§ **WRITTEN TASK**
Copy out the data below, line for line, with no changes.

━━━━━━━━━━━━━━━━━━━━━━━━━━━━━━

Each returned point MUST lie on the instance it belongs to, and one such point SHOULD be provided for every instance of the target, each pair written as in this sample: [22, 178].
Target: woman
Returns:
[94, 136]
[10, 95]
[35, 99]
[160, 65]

━━━━━━━━━━━━━━━━━━━━━━━━━━━━━━

§ **RESPONSE TO THE EXERCISE**
Each returned point MUST lie on the instance it belongs to, and one such point SHOULD be provided for every instance of the target, each pair written as in this sample: [22, 178].
Target: woman
Returns:
[94, 136]
[10, 95]
[35, 99]
[160, 65]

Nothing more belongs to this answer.